- Material for the task
━━━━━━
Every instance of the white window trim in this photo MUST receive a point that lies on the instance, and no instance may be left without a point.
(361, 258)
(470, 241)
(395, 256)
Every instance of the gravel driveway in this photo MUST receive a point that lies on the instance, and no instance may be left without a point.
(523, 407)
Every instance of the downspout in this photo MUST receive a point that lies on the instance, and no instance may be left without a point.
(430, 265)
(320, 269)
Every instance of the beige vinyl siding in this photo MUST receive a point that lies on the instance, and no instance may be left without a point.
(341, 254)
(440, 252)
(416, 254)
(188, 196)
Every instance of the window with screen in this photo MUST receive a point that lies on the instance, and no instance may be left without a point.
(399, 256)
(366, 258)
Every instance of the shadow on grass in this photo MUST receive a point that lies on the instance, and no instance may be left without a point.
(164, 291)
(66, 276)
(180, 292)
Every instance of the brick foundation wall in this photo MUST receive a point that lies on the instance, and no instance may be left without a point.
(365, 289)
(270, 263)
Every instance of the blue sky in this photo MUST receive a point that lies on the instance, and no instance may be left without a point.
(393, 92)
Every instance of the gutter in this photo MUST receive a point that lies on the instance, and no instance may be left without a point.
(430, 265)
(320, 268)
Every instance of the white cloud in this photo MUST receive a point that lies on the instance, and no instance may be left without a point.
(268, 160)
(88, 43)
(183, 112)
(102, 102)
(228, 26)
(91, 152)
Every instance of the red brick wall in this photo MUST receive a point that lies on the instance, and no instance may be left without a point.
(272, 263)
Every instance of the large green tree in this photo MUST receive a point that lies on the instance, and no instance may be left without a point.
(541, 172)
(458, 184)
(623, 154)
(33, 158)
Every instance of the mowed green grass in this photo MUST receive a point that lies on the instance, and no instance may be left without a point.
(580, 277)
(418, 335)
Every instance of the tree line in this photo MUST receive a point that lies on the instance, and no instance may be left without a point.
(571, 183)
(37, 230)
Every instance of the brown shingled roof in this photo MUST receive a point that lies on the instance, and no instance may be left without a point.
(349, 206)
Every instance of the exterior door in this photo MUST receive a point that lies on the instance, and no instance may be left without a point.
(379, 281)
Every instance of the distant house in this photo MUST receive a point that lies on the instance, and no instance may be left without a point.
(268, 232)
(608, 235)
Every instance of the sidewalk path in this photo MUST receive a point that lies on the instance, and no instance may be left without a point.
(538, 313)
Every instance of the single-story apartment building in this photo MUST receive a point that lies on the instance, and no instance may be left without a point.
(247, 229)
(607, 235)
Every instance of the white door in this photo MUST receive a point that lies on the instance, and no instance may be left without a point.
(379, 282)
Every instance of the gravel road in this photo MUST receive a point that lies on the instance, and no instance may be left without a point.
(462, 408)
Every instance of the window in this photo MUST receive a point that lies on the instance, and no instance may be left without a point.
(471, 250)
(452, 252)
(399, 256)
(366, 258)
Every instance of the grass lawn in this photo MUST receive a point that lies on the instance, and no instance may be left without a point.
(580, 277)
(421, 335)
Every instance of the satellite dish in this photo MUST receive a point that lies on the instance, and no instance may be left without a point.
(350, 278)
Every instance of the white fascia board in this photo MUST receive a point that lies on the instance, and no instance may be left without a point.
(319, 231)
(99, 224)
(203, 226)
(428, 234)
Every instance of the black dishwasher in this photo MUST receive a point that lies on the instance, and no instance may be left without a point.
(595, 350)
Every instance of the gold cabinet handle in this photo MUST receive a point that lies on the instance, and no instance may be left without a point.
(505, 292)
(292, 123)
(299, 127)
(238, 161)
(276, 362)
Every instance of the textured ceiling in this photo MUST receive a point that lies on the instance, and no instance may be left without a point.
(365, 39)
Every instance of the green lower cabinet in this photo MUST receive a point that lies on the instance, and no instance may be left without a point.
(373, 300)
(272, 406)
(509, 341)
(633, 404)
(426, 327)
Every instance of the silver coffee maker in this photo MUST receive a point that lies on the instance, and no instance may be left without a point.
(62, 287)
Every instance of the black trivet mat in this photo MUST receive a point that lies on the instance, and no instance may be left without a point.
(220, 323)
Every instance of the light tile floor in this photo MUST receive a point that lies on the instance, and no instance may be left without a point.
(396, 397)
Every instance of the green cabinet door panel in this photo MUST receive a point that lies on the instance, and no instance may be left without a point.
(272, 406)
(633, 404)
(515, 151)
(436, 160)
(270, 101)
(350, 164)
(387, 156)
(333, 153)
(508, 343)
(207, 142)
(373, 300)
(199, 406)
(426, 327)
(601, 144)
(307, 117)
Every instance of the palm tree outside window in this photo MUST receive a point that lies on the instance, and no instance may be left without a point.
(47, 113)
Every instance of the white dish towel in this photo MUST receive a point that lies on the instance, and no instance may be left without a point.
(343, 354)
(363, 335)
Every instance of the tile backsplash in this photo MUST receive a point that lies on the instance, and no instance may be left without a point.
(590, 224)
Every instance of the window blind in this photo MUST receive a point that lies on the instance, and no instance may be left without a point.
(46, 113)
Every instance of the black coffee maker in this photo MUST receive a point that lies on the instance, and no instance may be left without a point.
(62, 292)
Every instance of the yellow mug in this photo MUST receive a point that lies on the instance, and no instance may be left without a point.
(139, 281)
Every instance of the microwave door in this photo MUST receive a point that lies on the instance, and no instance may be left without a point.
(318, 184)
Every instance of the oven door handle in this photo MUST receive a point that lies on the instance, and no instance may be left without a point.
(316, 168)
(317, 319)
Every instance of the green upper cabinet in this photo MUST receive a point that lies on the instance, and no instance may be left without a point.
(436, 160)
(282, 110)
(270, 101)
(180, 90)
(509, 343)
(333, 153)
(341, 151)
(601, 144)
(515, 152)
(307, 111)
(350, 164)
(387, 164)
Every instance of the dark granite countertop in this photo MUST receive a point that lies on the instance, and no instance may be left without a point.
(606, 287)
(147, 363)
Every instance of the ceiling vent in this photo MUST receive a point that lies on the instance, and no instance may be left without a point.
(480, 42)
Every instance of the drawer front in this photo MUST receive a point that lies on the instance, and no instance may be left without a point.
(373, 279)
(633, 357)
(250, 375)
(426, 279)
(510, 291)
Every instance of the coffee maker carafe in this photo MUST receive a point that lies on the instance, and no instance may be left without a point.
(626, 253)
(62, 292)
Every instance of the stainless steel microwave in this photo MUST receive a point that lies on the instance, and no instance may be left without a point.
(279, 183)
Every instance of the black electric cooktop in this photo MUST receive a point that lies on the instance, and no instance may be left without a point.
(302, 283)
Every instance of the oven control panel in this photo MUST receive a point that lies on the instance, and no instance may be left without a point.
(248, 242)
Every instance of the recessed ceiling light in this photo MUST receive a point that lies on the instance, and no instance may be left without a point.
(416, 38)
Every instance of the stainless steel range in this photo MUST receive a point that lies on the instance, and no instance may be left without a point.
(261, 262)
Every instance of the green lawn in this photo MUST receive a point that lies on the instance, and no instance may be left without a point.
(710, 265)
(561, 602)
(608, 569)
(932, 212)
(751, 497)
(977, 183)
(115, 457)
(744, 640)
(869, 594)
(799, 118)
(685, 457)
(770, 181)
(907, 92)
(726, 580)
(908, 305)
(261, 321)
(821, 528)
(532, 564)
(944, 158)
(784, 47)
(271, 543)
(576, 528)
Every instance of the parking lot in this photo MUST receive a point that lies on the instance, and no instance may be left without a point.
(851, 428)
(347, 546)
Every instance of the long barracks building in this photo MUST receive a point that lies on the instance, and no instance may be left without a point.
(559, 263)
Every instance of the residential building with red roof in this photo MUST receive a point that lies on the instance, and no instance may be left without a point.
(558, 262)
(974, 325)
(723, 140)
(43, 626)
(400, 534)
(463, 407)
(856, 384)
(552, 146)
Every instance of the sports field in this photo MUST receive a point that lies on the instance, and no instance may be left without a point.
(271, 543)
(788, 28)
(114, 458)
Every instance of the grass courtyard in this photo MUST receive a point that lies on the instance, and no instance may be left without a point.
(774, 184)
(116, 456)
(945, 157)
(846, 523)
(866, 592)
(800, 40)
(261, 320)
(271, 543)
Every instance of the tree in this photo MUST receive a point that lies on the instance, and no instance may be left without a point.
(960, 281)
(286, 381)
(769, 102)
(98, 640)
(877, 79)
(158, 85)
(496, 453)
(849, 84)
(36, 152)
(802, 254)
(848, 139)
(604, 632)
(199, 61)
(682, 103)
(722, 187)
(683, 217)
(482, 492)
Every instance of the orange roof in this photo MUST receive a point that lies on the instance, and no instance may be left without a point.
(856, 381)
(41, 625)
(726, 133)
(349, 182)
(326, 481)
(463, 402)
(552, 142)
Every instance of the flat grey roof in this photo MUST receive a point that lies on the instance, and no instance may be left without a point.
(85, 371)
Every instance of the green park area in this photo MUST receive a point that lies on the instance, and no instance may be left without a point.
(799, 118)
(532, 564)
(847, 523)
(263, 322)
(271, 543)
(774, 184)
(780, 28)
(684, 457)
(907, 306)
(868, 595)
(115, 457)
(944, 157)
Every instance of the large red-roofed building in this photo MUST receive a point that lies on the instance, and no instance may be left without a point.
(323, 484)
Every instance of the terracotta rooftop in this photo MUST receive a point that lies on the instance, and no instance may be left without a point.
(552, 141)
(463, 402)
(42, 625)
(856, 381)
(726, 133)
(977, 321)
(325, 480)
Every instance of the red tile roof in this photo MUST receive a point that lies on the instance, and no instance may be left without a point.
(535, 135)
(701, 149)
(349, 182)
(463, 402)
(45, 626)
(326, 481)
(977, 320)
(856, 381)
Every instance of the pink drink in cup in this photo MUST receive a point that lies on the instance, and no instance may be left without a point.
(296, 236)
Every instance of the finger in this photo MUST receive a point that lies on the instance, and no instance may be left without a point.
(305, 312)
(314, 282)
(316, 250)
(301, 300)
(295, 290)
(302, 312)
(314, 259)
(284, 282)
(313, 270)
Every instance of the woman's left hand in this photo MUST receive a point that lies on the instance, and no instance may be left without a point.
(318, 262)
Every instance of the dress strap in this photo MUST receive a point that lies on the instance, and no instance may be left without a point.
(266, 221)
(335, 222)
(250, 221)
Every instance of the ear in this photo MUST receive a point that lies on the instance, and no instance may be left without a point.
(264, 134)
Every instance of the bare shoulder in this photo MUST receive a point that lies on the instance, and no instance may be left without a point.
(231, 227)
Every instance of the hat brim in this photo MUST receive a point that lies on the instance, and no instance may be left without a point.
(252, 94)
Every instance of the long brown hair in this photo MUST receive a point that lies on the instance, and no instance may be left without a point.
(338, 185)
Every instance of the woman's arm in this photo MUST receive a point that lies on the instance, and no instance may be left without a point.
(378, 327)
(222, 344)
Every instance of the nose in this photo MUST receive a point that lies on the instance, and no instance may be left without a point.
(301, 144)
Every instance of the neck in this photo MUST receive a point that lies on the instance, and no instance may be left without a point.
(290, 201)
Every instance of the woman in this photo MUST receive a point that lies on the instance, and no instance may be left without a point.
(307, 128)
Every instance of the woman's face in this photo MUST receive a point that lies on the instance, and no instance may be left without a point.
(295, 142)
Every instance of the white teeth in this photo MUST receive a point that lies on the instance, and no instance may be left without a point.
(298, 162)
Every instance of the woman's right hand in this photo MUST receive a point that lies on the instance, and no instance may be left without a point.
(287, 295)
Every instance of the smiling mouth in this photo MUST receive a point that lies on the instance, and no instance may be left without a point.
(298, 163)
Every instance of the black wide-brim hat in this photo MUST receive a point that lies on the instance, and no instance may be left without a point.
━━━━━━
- Task to carry out
Find "Every instance of the woman's arm" in the records. Copy its line and every line after it, exactly, through the last one.

- Solved exercise
Every instance of the woman's arm in this photo MUST receive a point that lies on the instance, and no instance may be left without a point.
(378, 327)
(222, 344)
Every instance of the nose in this photo MUST receive a point that lies on the instance, and no instance may be left without a point.
(301, 144)
Every instance of the neck in this photo MUST receive a point that lies on the instance, and no instance may be left without a point.
(290, 201)
Every instance of the woman in this photo MUST receive a point that lies on the instance, and no instance may be left without a point.
(307, 128)
Every instance of the woman's face in this photo MUST receive a point that lies on the instance, and no instance may be left without a point.
(295, 142)
Every instance of the white teeth in this photo MUST receive a point that lies on the instance, and no instance may be left without a point.
(298, 162)
Every instance of the woman's right hand in this photo MUST receive a point that lies on the instance, and no instance may be left without a point.
(287, 295)
Every instance of the smiling mouth in this photo MUST receive a point that lies on the instance, and no instance may be left without a point.
(298, 163)
Every instance of the black wide-brim hat in this photo MUST receive a point that lies on the instance, and no instance may be left without a point.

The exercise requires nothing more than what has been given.